[Begin THE INPUT]
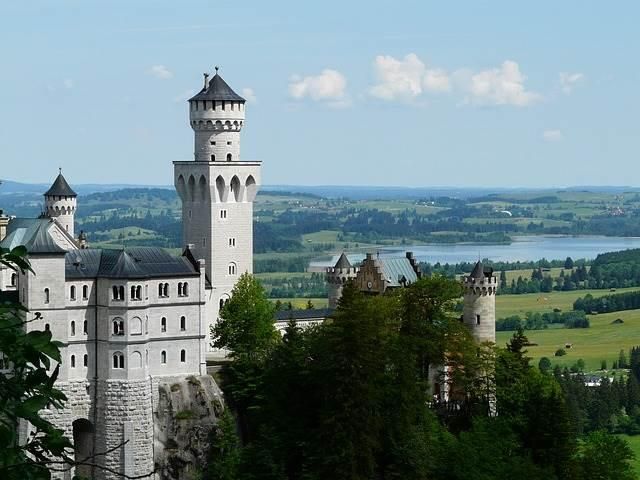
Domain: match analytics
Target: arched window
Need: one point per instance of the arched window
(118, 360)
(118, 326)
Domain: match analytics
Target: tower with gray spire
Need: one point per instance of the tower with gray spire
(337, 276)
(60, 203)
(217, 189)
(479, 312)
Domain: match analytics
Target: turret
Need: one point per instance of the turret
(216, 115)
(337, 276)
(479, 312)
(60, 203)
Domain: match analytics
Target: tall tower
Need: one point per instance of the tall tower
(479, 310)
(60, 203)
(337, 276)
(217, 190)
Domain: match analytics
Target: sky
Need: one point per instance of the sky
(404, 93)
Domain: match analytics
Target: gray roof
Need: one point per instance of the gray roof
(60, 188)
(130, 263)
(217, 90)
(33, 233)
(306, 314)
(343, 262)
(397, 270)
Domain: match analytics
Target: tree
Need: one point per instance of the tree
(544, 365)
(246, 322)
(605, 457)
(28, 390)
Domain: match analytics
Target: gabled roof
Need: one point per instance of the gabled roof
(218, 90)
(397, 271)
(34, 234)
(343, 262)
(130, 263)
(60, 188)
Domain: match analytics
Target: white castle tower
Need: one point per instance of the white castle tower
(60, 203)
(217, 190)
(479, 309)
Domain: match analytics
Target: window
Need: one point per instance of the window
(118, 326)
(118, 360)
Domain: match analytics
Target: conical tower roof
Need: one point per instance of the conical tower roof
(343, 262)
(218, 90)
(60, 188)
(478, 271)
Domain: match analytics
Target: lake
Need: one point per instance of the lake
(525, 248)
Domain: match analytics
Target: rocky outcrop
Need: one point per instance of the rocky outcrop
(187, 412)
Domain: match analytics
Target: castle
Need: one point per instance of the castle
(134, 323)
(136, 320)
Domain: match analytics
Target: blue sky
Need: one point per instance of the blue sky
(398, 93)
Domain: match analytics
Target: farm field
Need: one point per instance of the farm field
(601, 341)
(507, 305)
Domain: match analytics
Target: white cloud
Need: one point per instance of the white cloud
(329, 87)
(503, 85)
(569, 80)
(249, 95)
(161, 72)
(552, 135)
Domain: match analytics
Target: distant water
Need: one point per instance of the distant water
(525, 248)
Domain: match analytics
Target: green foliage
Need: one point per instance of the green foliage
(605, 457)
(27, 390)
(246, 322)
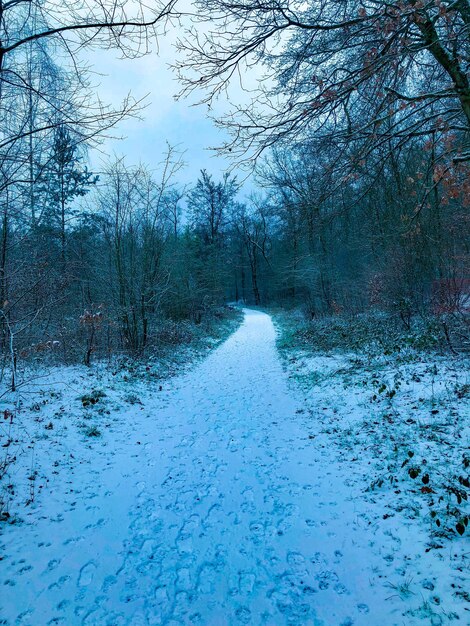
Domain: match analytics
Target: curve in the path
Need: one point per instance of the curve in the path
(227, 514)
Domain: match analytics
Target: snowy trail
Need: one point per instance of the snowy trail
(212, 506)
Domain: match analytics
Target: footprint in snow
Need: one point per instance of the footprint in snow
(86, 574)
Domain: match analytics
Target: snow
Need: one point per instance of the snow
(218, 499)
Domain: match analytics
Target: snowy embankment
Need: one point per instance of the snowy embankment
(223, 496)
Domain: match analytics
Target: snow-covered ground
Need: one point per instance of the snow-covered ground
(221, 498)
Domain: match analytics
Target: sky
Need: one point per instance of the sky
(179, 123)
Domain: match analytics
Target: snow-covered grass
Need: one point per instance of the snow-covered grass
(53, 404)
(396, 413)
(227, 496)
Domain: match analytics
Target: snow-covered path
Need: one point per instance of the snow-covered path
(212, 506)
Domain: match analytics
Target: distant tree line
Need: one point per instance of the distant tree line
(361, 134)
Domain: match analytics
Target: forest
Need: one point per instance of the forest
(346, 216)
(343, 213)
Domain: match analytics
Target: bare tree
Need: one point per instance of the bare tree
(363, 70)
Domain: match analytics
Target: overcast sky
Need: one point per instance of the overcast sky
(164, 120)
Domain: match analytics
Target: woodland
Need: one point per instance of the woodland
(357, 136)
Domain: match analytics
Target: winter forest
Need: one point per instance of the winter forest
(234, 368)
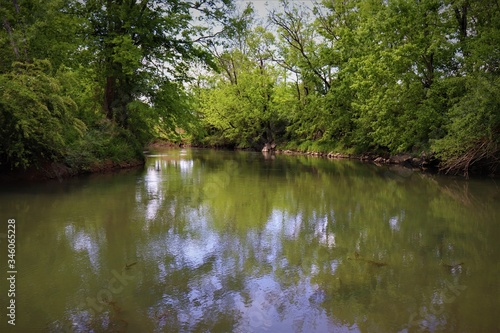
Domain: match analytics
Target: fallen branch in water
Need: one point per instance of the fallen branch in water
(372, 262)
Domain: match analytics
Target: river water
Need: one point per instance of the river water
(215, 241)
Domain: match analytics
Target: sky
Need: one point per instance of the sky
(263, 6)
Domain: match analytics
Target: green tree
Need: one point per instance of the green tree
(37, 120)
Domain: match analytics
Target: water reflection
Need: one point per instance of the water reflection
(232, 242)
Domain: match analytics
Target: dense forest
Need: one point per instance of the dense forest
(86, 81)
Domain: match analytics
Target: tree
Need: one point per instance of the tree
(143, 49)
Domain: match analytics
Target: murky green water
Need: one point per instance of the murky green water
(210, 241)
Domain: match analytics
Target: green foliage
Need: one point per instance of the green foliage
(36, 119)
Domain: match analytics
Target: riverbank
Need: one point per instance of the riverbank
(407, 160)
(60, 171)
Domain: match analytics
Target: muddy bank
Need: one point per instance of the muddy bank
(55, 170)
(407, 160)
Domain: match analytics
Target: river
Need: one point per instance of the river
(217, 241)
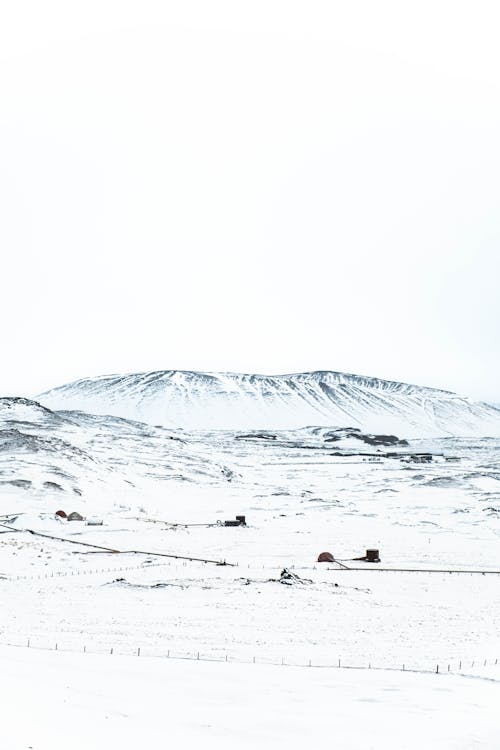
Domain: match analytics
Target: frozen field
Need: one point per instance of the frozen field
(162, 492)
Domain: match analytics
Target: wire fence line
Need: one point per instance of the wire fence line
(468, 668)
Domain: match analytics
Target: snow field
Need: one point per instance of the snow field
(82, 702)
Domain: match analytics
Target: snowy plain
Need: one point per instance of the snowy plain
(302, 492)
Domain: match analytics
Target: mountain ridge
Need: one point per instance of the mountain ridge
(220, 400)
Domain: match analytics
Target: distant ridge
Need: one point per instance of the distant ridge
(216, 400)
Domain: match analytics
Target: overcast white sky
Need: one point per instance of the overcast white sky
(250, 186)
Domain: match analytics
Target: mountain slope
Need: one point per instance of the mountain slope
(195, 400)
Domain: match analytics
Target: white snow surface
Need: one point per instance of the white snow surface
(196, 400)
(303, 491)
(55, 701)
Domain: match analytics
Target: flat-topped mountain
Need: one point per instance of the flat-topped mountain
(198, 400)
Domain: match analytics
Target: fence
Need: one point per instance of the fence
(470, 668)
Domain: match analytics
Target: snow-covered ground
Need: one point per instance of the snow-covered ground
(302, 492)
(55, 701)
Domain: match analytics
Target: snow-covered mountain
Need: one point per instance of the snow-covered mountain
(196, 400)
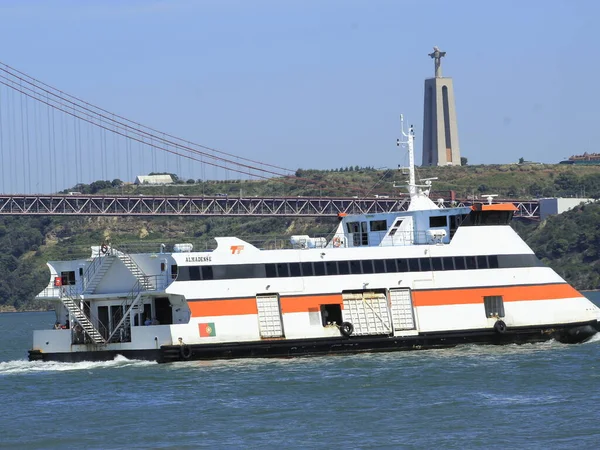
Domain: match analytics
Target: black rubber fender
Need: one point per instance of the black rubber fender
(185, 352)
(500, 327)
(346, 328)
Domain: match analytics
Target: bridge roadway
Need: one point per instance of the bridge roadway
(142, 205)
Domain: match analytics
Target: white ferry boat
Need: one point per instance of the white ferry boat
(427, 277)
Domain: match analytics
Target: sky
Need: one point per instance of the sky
[End THE INPUT]
GOAL:
Copy the listing over exactly, skipping the pictures it holds.

TASK RESULT:
Domain: match analytics
Target: arched window
Need: one point per instance of the arched window
(118, 360)
(118, 326)
Domain: match analytics
Target: tower with gray spire
Need: one point per instance of the tower with gray spire
(337, 276)
(60, 203)
(217, 189)
(479, 312)
Domain: match analytics
Target: turret
Need: one point per instance of the turret
(216, 115)
(337, 276)
(479, 312)
(60, 203)
Domain: match analytics
Target: tall tower
Need: one point per instance of the tall tower
(479, 310)
(60, 203)
(337, 276)
(217, 190)
Domain: match analytics
Target: sky
Need: one point per instance of the sky
(404, 93)
Domain: match analytics
Target: gray roof
Need: one point per instance of the gray roof
(60, 188)
(130, 263)
(217, 90)
(33, 233)
(306, 314)
(343, 262)
(397, 270)
Domain: match analytics
Target: tree
Need: one point per instance of the tree
(544, 365)
(246, 322)
(605, 457)
(28, 390)
Domain: match analytics
Target: gabled roof
Need: one point per instance of the gabled roof
(218, 90)
(397, 271)
(34, 234)
(343, 262)
(130, 263)
(60, 188)
Domain: match analytics
Target: white castle tower
Need: one point per instance of the white castle tower
(60, 203)
(217, 190)
(479, 309)
Domain: match analytics
Target: window
Need: one point per instance of the window
(118, 326)
(118, 360)
Domain: match analytics
Target: conical tower roof
Need: one point per instance of the conical tower roof
(343, 262)
(218, 90)
(60, 188)
(478, 271)
Domain: match analytics
Target: lake
Need: one point per instance of the lake
(525, 248)
Domain: match analytics
Target: rocky outcrop
Need: one point per instance of the rocky outcrop
(187, 412)
Domain: match analytics
Target: castle
Need: one point per instance of the castle
(134, 323)
(136, 320)
Domain: match analytics
Target: blue sky
Need: one point per instance of the blue sky
(398, 93)
Domain: match analytics
Target: farm field
Need: one point per instance of the farm field
(601, 341)
(507, 305)
Domain: match analytics
Target: white cloud
Need: one point per instance of the white cloud
(329, 87)
(503, 85)
(569, 80)
(249, 95)
(161, 72)
(552, 135)
Domain: match analytics
Target: distant water
Need: one point per instance of the distant water
(525, 248)
Domain: match analytics
Target: green foliage
Need: one point per instance of the green foliage
(605, 457)
(27, 390)
(246, 322)
Domain: match analytics
Target: curve in the path
Need: one point per instance of the curve in the path
(227, 514)
Domain: match analytics
Target: snowy trail
Need: one point per instance of the snowy trail
(212, 506)
Domain: match analytics
Target: footprint in snow
Need: one point per instance of the footprint in snow
(86, 574)
Domain: match analytics
Target: snow
Need: one point per instance of the snow
(218, 499)
Domain: match analytics
Target: snowy embankment
Need: one point per instance of the snowy embankment
(223, 496)
Domain: match analytics
Target: snow-covered ground
Need: one point per instance of the snow-covered ground
(221, 498)
Domain: match analytics
Target: sky
Need: one point per instance of the sky
(179, 123)
Domain: match analytics
Target: snow-covered grass
Need: one point per instance of the snow-covered grass
(53, 404)
(396, 413)
(227, 496)
Domain: match analytics
Target: snow-covered path
Need: one point per instance of the snow-covered path
(212, 506)
Domain: match analytics
Target: distant tree line
Need: one point per instance of the distant tree line
(361, 134)
Domain: match analytics
Target: forest
Need: one point per instance of the forest
(346, 216)
(343, 213)
Domain: match analytics
Target: bare tree
Need: one point per instance of the bare tree
(363, 70)
Domain: match analytics
Target: overcast sky
Need: one point per instance of the overcast sky
(164, 120)
Domain: match analytics
Target: woodland
Need: one point per instance of the woodland
(357, 136)
Domain: match analytics
Target: winter forest
Need: one point per instance of the winter forest
(234, 368)
Domain: match analytics
Target: fallen branch in water
Need: one point per instance of the fallen branch in water
(372, 262)
Domain: match analytics
Target: river water
Need: one point per instance of the river water
(215, 241)
Domain: match analytics
Target: sky
Need: one point per instance of the sky
(263, 6)
Domain: match analytics
Target: green tree
Need: one point per instance of the green tree
(37, 120)
Domain: match analytics
Target: water reflection
Need: one point per instance of the water reflection
(232, 242)
Domain: match analytics
Target: dense forest
Need: one point per instance of the dense forest
(86, 81)
Domain: match analytics
Target: tree
Need: one point per instance of the tree
(143, 49)
Domain: match analytics
Target: murky green water
Need: one point per instance of the murky green water
(210, 241)
Domain: match analytics
Target: green foliage
Need: one point per instance of the green foliage
(36, 119)
Domain: match analytics
Target: riverbank
Need: one point per instance of the riverbank
(407, 160)
(60, 171)
Domain: match analytics
Target: muddy bank
Need: one point per instance of the muddy bank
(55, 170)
(407, 160)
Domain: match analytics
Target: river
Need: one point per instance of the river
(217, 241)
Domain: match analytics
Target: frozen field
Need: one point per instance of the frozen field
(162, 492)
Domain: match analytics
Target: wire fence line
Need: one point per instance of the wire fence line
(468, 668)
Domain: match analytics
Target: snow field
Need: one point per instance of the snow field
(82, 702)
Domain: match analytics
Target: snowy plain
Need: one point per instance of the snowy plain
(302, 492)
Domain: match analytics
Target: mountain ridge
Need: one point per instance of the mountain ridge
(220, 400)
Domain: match analytics
Target: distant ridge
Need: one point per instance of the distant ridge
(216, 400)
Domain: match analytics
Target: overcast white sky
Need: one point per instance of the overcast white sky
(250, 186)
Domain: match analytics
Target: mountain slope
Need: one point per instance of the mountain slope
(195, 400)
Domain: match analytics
Target: white snow surface
Need: one point per instance of the white snow surface
(196, 400)
(303, 491)
(55, 701)
Domain: match analytics
Target: flat-topped mountain
Need: one point per instance of the flat-topped mountain
(198, 400)
Domain: match analytics
Target: fence
Need: one point per instance of the fence
(470, 668)
Domain: match analytics
Target: snow-covered ground
Need: one point per instance of the snow-covered ground
(302, 492)
(55, 701)
Domain: match analytics
Target: snow-covered mountain
Need: one point per instance of the snow-covered mountain
(196, 400)
Domain: match analytics
Target: black rubber fender
Need: one point per instance of the black rubber fender
(185, 352)
(500, 327)
(346, 328)
Domain: match analytics
Target: bridge roadway
Need: one point per instance of the bridge roadway
(142, 205)
Domain: match analytics
Target: white ferry boat
Need: one point per instance of the white ferry boat
(427, 277)
Domain: match analytics
Target: sky
Need: one point per instance of the sky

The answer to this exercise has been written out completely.